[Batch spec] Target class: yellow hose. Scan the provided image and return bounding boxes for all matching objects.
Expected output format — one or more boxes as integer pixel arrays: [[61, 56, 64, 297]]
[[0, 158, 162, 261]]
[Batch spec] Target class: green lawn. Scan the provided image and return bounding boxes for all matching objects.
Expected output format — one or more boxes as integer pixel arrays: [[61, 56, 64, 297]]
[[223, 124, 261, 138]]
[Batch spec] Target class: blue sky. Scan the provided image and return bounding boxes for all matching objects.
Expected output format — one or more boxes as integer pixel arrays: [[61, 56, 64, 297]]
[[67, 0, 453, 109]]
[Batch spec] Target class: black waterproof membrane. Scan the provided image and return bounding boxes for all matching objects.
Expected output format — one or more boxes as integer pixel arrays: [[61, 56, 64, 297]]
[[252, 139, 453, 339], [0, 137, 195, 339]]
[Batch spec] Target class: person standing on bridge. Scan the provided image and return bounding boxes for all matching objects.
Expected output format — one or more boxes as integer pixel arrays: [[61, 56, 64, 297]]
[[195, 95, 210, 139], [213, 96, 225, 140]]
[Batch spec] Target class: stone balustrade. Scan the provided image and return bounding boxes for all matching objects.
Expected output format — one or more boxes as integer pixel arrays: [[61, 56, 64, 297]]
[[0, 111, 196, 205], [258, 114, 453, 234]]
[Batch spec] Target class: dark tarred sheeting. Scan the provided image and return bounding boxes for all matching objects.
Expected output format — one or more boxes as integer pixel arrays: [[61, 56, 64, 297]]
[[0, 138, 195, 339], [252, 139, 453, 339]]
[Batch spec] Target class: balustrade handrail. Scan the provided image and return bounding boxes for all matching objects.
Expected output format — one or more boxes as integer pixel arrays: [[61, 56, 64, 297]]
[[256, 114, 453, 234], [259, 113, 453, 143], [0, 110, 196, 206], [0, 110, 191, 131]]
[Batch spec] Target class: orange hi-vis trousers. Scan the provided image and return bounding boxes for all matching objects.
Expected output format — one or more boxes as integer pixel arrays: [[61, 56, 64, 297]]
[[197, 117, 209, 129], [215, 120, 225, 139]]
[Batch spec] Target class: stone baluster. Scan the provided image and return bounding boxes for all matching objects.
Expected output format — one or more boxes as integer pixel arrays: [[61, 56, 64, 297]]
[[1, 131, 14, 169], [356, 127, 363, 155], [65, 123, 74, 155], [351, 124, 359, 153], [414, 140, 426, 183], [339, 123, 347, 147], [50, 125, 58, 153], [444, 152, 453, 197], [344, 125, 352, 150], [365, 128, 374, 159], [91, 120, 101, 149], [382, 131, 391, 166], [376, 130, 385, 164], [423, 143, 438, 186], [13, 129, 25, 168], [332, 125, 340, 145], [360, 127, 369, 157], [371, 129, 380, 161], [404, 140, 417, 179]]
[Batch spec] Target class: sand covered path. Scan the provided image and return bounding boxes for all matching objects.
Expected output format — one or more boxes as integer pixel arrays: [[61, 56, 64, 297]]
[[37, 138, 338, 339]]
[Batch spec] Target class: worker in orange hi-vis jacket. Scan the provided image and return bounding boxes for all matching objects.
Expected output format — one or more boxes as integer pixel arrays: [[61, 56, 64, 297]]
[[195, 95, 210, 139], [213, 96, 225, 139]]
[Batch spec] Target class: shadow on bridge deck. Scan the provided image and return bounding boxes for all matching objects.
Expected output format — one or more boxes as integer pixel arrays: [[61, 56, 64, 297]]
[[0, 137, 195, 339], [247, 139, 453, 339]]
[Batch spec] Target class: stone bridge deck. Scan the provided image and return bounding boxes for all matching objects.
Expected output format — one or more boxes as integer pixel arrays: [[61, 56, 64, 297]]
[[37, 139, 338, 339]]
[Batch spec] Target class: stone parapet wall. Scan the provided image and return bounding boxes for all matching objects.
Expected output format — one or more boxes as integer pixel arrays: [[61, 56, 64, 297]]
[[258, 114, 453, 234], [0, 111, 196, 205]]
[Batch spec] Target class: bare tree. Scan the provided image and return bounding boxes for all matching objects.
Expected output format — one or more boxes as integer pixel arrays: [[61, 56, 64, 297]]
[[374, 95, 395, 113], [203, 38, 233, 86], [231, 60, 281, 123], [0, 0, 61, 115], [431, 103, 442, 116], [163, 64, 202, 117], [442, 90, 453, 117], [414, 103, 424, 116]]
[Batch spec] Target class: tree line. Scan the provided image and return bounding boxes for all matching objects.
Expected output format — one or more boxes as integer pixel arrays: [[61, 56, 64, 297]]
* * * * * * *
● Enunciado do exercício
Localize no material acima todas as linhas em que aparece a palavra "tree" e copie cada uma delas. Maiúsculas e minúsculas contam.

● Resposta à tarefa
[Batch spec] Target class: bare tree. Scan the provided image and return bounding boxes for all matching objects.
[Batch spec] Target class: tree line. Scan the provided image and return bounding boxes for all matching objects.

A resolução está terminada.